Dataset entries:
:::::

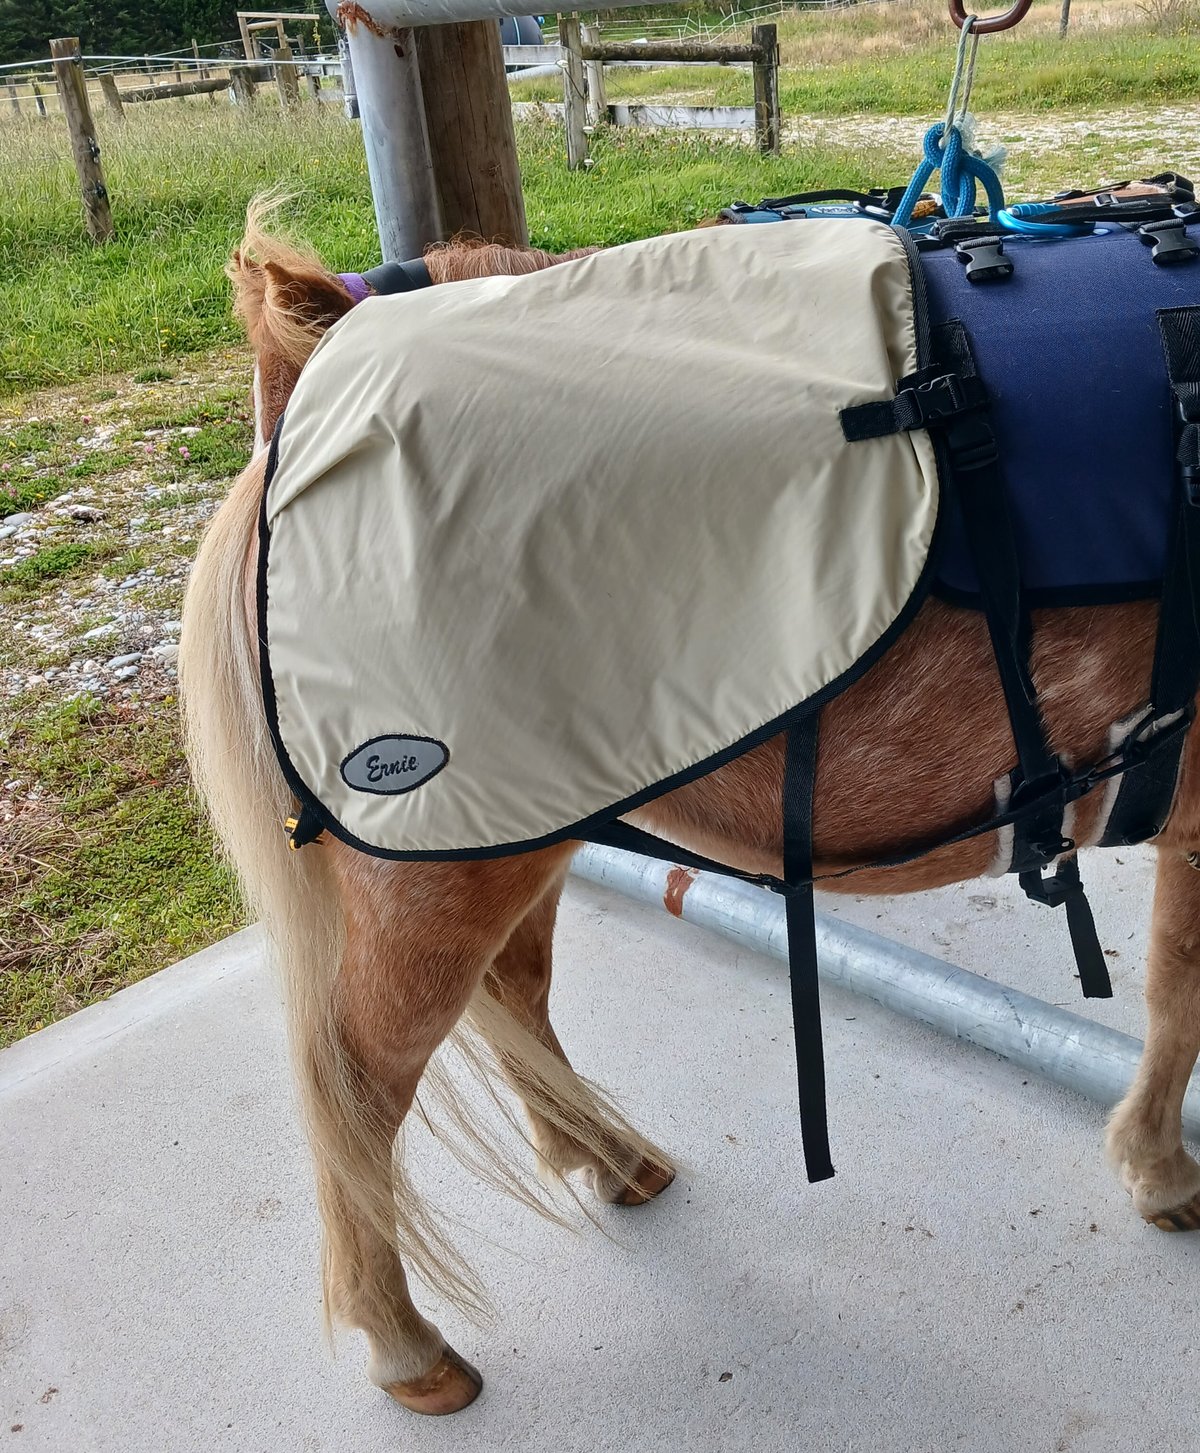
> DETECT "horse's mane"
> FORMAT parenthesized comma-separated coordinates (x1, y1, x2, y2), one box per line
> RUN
(228, 192, 597, 379)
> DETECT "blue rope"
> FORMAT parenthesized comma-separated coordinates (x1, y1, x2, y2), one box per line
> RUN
(891, 121, 1006, 230)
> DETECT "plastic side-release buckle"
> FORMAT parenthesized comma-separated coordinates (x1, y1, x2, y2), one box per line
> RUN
(954, 234, 1014, 283)
(1139, 219, 1199, 265)
(285, 806, 327, 851)
(900, 371, 988, 427)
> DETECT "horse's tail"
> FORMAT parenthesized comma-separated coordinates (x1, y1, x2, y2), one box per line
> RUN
(179, 457, 380, 1318)
(180, 457, 672, 1325)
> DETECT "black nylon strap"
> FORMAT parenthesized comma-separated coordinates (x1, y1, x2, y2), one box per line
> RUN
(839, 314, 1108, 992)
(1102, 305, 1200, 848)
(1019, 857, 1112, 998)
(361, 258, 433, 295)
(928, 324, 1063, 825)
(584, 818, 784, 892)
(782, 714, 833, 1183)
(585, 718, 833, 1184)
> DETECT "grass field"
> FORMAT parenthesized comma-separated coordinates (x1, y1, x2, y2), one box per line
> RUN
(0, 105, 916, 396)
(511, 0, 1200, 110)
(1, 0, 1194, 1044)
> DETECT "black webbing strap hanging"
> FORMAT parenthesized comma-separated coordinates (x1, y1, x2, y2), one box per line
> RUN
(585, 716, 833, 1184)
(841, 316, 1111, 998)
(1101, 305, 1200, 849)
(781, 714, 833, 1182)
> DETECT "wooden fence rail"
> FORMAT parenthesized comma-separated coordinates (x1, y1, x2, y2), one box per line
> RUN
(118, 75, 233, 102)
(557, 20, 781, 167)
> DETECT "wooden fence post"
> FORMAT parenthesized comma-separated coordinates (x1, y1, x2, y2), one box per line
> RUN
(98, 74, 125, 119)
(582, 22, 607, 127)
(415, 21, 529, 244)
(751, 23, 780, 156)
(6, 82, 20, 116)
(275, 36, 301, 106)
(229, 66, 257, 105)
(193, 38, 217, 104)
(296, 38, 321, 100)
(558, 14, 589, 170)
(31, 80, 48, 117)
(49, 38, 114, 242)
(1059, 0, 1072, 35)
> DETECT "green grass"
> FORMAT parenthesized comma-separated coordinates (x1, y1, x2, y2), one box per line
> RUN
(6, 0, 1191, 401)
(511, 0, 1200, 113)
(0, 101, 913, 394)
(1, 695, 239, 1047)
(0, 542, 97, 598)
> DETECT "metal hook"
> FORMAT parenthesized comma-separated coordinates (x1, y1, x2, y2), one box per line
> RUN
(948, 0, 1033, 35)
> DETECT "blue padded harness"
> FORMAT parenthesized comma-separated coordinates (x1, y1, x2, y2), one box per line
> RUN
(922, 224, 1199, 604)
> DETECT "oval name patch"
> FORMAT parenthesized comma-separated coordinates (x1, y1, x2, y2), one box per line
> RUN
(340, 735, 449, 795)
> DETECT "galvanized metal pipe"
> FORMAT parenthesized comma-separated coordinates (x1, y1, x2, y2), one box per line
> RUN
(340, 14, 441, 259)
(322, 2, 356, 117)
(341, 0, 651, 21)
(570, 844, 1200, 1137)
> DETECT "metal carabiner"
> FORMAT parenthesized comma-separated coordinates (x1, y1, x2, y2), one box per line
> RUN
(948, 0, 1033, 34)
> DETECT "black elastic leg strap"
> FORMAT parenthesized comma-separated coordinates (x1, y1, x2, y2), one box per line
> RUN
(782, 714, 834, 1183)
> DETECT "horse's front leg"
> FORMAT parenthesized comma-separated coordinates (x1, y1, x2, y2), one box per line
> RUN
(1107, 847, 1200, 1228)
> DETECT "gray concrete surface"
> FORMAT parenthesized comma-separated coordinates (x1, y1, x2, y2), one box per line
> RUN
(3, 850, 1199, 1453)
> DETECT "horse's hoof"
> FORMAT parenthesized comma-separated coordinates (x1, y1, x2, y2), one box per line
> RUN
(384, 1346, 482, 1415)
(613, 1158, 676, 1206)
(1145, 1192, 1200, 1232)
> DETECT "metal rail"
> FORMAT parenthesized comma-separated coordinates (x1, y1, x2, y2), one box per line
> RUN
(570, 843, 1200, 1139)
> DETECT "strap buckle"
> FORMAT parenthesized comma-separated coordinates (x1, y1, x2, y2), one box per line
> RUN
(955, 234, 1014, 283)
(1138, 219, 1199, 266)
(898, 371, 984, 427)
(284, 809, 327, 850)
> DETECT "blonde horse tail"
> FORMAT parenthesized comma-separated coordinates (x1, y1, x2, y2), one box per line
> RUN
(178, 458, 386, 1323)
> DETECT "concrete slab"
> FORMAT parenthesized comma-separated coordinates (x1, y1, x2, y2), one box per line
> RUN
(3, 855, 1199, 1453)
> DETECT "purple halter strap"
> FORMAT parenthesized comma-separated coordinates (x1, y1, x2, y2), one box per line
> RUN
(337, 272, 372, 306)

:::::

Task item: Please retype every record above exactly, leaving out the pictures.

Result:
> DETECT "horse's mane"
> FORMAT parenthesized comma-separated coordinates (x1, y1, x2, y2), one box per line
> RUN
(228, 192, 597, 379)
> DETECT "blue rope"
> FORMAT parenthesized comma-separated coordinates (x1, y1, x2, y2), one box per line
> RUN
(891, 121, 1006, 230)
> DETECT "plastic side-release buckle"
> FORMAT parenthesized comma-separated coordinates (x1, y1, x2, y2), one box per line
> RUN
(954, 234, 1014, 283)
(1139, 219, 1199, 265)
(285, 806, 327, 851)
(900, 371, 988, 427)
> DETECT "horse's tail"
> FORMAT parenthesized comma-separated coordinates (x1, y1, x2, y2), one box per line
> RUN
(179, 457, 380, 1318)
(180, 457, 672, 1325)
> DETECT "black nylon strap"
> FORMAT parenthesized comma-separated coordinates (x1, y1, x2, y2), one box per line
> RUN
(839, 314, 1108, 992)
(1102, 305, 1200, 848)
(1019, 857, 1112, 998)
(361, 258, 433, 295)
(928, 324, 1063, 825)
(584, 818, 784, 892)
(782, 714, 833, 1183)
(585, 718, 833, 1184)
> DETECT "grass field"
> FORMAT parenthesized comma-separated coordinates (x1, y1, x2, y2), one box per line
> RUN
(0, 105, 916, 396)
(511, 0, 1200, 110)
(1, 0, 1194, 1044)
> DETECT "black webbing strap hanging"
> FORMAT parenthesized comma-separated coordinates (x1, y1, x2, y2), one box per line
> RUN
(585, 716, 833, 1184)
(841, 316, 1111, 998)
(1101, 305, 1200, 849)
(781, 714, 833, 1182)
> DETECT "wooden fence rail"
> FORMAT parenthesized comma-separated coordinates (x1, y1, x2, y2), one box per line
> RUN
(118, 75, 233, 102)
(557, 20, 781, 167)
> DETECT "wooden fence post"
> FORMAT parenthesized comma-separated coordinates (x1, y1, x2, y2), one box per line
> RUN
(98, 74, 125, 119)
(582, 22, 607, 127)
(415, 21, 529, 244)
(751, 23, 780, 156)
(6, 82, 20, 116)
(275, 36, 301, 106)
(229, 66, 257, 105)
(193, 38, 217, 104)
(296, 38, 321, 100)
(558, 14, 589, 170)
(31, 80, 48, 117)
(49, 38, 114, 242)
(1059, 0, 1072, 35)
> DETECT "green grass"
> FORMAT parenthesized comma-separated coordinates (x1, y1, x2, y2), one box per line
> RUN
(6, 0, 1191, 401)
(511, 0, 1200, 113)
(0, 101, 913, 394)
(1, 695, 239, 1047)
(0, 542, 97, 598)
> DETECT "metal hook"
> FORMAT parenthesized comma-separated coordinates (x1, y1, x2, y2), one box per line
> RUN
(948, 0, 1033, 35)
> DETECT "blue padded harness"
> FORMAT parenthesized comma-separated coordinates (x1, y1, x2, y2), one box per line
> RUN
(922, 224, 1199, 604)
> DETECT "oval name patch"
> FORMAT parenthesized comma-separated coordinates (x1, y1, x2, y2), one box per line
> RUN
(340, 735, 449, 795)
> DETECT "galvanized metal pipe"
> FORMAT parenthesized comma-separated coordinates (x1, y1, x2, y2), one box per line
> RUN
(340, 14, 441, 259)
(322, 2, 356, 117)
(341, 0, 651, 21)
(570, 844, 1200, 1137)
> DETECT "metal carabiner"
> FORMAT parenthesized comma-separated coordinates (x1, y1, x2, y2), one box per line
> RUN
(948, 0, 1033, 34)
> DETECT "black elastic leg strap"
> FORMAT parenthesized comma-separated coordinates (x1, y1, x2, y2), one box per line
> RUN
(782, 714, 834, 1183)
> DETECT "horse's front leg"
> FORMAT parenthesized comma-separated coordinates (x1, y1, x2, y2), one box per line
> RUN
(1107, 847, 1200, 1228)
> DETECT "gray concrete surface"
> FORMAT parenthesized comma-separated coordinates (x1, y1, x2, y2), one box per line
> RUN
(3, 850, 1199, 1453)
> DETECT "horse's hoof"
> FORMAT parenthesized comma-separated coordinates (x1, y1, x2, y2), one box per line
> RUN
(384, 1346, 482, 1415)
(613, 1158, 676, 1206)
(1145, 1192, 1200, 1232)
> DETECT "metal rail"
> FORMAT parenthesized comma-separated coordinates (x1, y1, x2, y2), one box per line
> RUN
(570, 843, 1200, 1139)
> DETECT "strap buckle"
> FORMAT parenthesized comma-separated coordinates (x1, y1, x2, y2), one box per line
> RUN
(955, 234, 1014, 283)
(1138, 219, 1199, 266)
(898, 371, 984, 427)
(284, 809, 327, 850)
> DETECT "blonde horse tail"
> FORMAT parenthesized comma-separated coordinates (x1, y1, x2, y2), one box per line
> RUN
(178, 458, 386, 1323)
> DETECT "concrete slab"
> FORMAT parenthesized comma-separated coordinates (x1, y1, x2, y2), one box per line
> RUN
(3, 855, 1199, 1453)
> DETECT "purple halter strap"
> FORMAT parenthesized comma-separated coordinates (x1, y1, x2, y2), one box per line
> RUN
(337, 272, 372, 306)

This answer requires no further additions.